### EXTRACT PROVIDED
+ + + + +
A rationalistic approach will read this passage
as the mistaken belief of early Christians that the End Times were just around
the corner. But it was a mistake, pure and simple, and that is all we can learn
from it. Their associated beliefs that heaven was a physical place in the
clouds, and that from there Christ would come back, that stars would fall from
the sky, even though we now know that one star is indeed bigger that planet
earth, and the belief that earth was a four-cornered flat surface, have all
been proven to be wrong by advances in modern science. Conclusion: this is an
outdated text that has no value to us, and heaven is nothing but a figment of
their primitive imaginations.
A literalistic reading, on the other hand, would
treat our passage as a factual prediction of future events that will mark the
End Times. If the Bible says heaven is somewhere in the clouds, then heaven is
somewhere in the clouds. Maybe the clouds in question are so high above that
our astronauts who have been to the moon have not seen it and cannot see it even
with their powerful telescopes. As regards Jesus' saying to his hearers: "Truly
I tell you, this generation will not pass away until all these things have
taken place" (Mark 13:30), literalists quickly abandon literalism
and argue that the evangelist who wrote these things certainly misunderstood
what Jesus said, since Jesus could not be wrong. Some of them go on and make
concrete plans about meeting Jesus in the clouds, like the unfortunate members
of the Heaven's Gate cult who had carefully packed their cabin luggage for
their heavenward flight in a comet. Or like the Korean woman who aborted her
unborn baby because, how could she rapture and fly in mid-air with all the
extra weight of pregnancy?
+ + + + +
### DATA
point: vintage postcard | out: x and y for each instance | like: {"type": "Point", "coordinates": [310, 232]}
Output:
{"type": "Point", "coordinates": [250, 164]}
+ + + + +
### TASK
Reproduce the extract on readings of the End Times word for word, from "A rationalistic approach" up to and including "their primitive imaginations.". The data comes from a different source than the extract on readings of the End Times.

### WRITTEN REPLY
A rationalistic approach will read this passage
as the mistaken belief of early Christians that the End Times were just around
the corner. But it was a mistake, pure and simple, and that is all we can learn
from it. Their associated beliefs that heaven was a physical place in the
clouds, and that from there Christ would come back, that stars would fall from
the sky, even though we now know that one star is indeed bigger that planet
earth, and the belief that earth was a four-cornered flat surface, have all
been proven to be wrong by advances in modern science. Conclusion: this is an
outdated text that has no value to us, and heaven is nothing but a figment of
their primitive imaginations.